== Aufgaben ==
a - Fasse den Auszug über die Recherche in Roppongi in zwei Sätzen zusammen.
b - Schreib die Zeilen der gelieferten Daten von der Zeile mit „in dark jacket.“ bis zum Ende der Daten neu und setze dabei „place a marker“ anstelle von „put a point“ ein. Alles andere bleibt gleich.

═════ Bereitgestellter Auszug

Ich fuhr mehrere Male ins »Outline«.14 Obara war dort ein häufiger Gast gewesen, und der Eigentümer besaß ein Foto von ihm, das fast 20 Jahre alt war. Ich verschwieg nicht, dass ich Reporter war, denn mir war klar, dass er es merken würde. Aber er ließ mich dennoch mit den Frauen reden, solange ich dafür bezahlte. Einige Frauen kannten Obara, und einige kannten auch Lucie. Da Lucie groß und freundlich war, war sie in dem kleinen Gebiet von Roppongi bekannt. Man mochte sie. Ich fand sogar ein Mädchen, das sowohl Obara als auch Lucie kannte, aber niemand hatte beide je zusammen gesehen. Dennoch ließ mein Chef nicht locker, ich musste jemanden finden, der eine Verbindung zwischen ihnen herstellen konnte, dann hatten wir einen Knüller.

Der Geschäftsführer des »Outline« berichtete, dass Obara immer einen Leibwächter dabei gehabt habe, wenn er den Club besucht habe, einen kleinen, stämmigen Schlägertypen, der zugleich auch sein Fahrer gewesen sei. Die Mama-san sagte, dass Obara und sein Bodyguard sich sehr ähnlich gesehen hätten, Obara aber längeres, grau meliertes Haar gehabt habe. Sie fügte noch hinzu, dass Obara ein koreanisches Gesicht gehabt habe.

»Wie sieht ein koreanisches Gesicht aus?«, fragte ich.

Obaras Gesicht sei eher rechteckig als rund gewesen, meinte sie. Er habe nicht viel geredet und irgendwie melancholisch ausgesehen. Das war nicht gerade sehr hilfreich.

Als Nächstes ging ich in den Club »Seventh Heaven«, denn ich hielt es für möglich, dass Lucie sich dort mit einigen Mädchen angefreundet hatte, da es damals noch nicht so viele Ausländerinnen gab, die in Roppongi arbeiteten.

Der Club sah im Wesentlichen wie die meisten Stripclubs in Roppongi aus. Es gab eine kleine, runde, leicht erhöhte Holzbühne mit einer Stange und einem Vorhang dahinter. Der Raum war sehr dunkel. In die Decke hatte man Lautsprecher eingebaut. Sitzgruppen mit Sofas waren um die Bühne herum angeordnet. Ganz links befand sich der Bereich für private Tänzer, verhüllt von einem dicken Vorhang. Dort gab es auch drei Nischen mit Sesseln ohne Armlehnen.

Während eines Privattanzes sitzt der Kunde, und das Mädchen lässt auf seinem Schoß die Hüften kreisen, solange ein Lied läuft – für 7000 Yen. Vielleicht kitzelt sie dem Kunden das Ohr mit der Zunge oder betastet seine Genitalien. Mehr aber nicht. Er darf ihre Brüste anfassen und, wenn er ein regelmäßiger Kunde ist oder für mindestens drei private Tänze bezahlt hat, auch an ihren Brustwarzen
saugen.

══════════
═════ Gelieferte Daten

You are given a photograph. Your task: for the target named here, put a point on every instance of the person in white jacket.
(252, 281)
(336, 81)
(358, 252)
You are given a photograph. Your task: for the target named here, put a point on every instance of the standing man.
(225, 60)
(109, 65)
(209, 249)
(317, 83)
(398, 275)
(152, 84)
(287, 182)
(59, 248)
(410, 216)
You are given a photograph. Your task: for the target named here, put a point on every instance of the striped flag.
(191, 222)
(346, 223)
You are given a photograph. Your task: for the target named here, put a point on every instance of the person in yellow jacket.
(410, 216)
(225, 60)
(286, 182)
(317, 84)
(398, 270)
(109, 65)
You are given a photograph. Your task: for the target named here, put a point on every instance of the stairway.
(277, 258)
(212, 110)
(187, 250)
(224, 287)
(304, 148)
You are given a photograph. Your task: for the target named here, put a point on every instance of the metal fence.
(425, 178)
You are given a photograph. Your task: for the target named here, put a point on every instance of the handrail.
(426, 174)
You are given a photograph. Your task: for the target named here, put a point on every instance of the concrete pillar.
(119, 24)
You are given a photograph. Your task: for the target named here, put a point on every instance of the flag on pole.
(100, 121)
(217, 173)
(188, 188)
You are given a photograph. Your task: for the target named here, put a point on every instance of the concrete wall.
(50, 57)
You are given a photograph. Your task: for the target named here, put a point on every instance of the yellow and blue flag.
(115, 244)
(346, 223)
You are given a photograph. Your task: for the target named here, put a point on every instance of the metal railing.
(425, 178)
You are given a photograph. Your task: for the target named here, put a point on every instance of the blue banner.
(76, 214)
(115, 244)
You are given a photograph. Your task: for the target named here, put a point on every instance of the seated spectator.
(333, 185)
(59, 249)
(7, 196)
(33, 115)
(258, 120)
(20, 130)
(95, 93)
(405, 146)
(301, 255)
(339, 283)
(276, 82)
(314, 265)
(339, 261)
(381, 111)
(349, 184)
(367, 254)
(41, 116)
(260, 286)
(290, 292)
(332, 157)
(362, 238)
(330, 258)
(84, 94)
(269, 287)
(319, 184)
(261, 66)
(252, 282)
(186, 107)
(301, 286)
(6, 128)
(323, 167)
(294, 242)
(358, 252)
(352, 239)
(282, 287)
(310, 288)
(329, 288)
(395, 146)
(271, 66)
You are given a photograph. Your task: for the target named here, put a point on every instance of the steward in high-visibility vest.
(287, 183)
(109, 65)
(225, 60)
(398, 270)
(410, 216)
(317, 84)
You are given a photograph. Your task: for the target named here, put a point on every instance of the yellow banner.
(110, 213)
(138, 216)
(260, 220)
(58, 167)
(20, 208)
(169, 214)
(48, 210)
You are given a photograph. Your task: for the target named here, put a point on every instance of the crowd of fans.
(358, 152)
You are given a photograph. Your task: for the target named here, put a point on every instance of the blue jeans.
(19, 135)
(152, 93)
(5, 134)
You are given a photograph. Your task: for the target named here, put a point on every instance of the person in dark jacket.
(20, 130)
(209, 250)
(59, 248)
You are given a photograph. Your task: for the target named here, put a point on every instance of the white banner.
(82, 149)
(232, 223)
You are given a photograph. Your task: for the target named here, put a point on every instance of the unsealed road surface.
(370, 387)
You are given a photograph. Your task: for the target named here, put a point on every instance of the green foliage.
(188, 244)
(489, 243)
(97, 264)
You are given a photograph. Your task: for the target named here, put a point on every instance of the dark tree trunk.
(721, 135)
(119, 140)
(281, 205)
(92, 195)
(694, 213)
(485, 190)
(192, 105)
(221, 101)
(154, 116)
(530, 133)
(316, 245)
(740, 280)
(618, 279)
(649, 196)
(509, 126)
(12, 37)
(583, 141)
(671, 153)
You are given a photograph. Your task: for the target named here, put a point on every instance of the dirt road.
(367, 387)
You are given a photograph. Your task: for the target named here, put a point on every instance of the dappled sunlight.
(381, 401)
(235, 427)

══════════

== Richtige Antworten ==
a - Im »Outline« kennen einige Frauen Obara oder Lucie, doch niemand hat die beiden je zusammen gesehen. Der Geschäftsführer berichtet, Obara sei stets mit einem Leibwächter gekommen, und danach geht es in den Club »Seventh Heaven«, wo Lucie sich mit einigen Mädchen angefreundet haben könnte.

b -
You are given a photograph. Your task: for the target named here, place a marker on every instance of the person in dark jacket.
(20, 130)
(209, 250)
(59, 248)
You are given a photograph. Your task: for the target named here, place a marker on every instance of the white banner.
(82, 149)
(232, 223)
You are given a photograph. Your task: for the target named here, place a marker on every instance of the unsealed road surface.
(370, 387)
You are given a photograph. Your task: for the target named here, place a marker on every instance of the green foliage.
(188, 244)
(489, 243)
(97, 264)
You are given a photograph. Your task: for the target named here, place a marker on every instance of the dark tree trunk.
(721, 135)
(119, 140)
(281, 205)
(92, 195)
(694, 213)
(485, 190)
(192, 105)
(221, 101)
(154, 116)
(530, 133)
(316, 245)
(740, 280)
(618, 279)
(649, 196)
(509, 126)
(12, 37)
(583, 141)
(671, 153)
You are given a photograph. Your task: for the target named here, place a marker on every instance of the dirt road.
(367, 387)
You are given a photograph. Your task: for the target named here, place a marker on every instance of the dappled sunlight.
(381, 401)
(235, 427)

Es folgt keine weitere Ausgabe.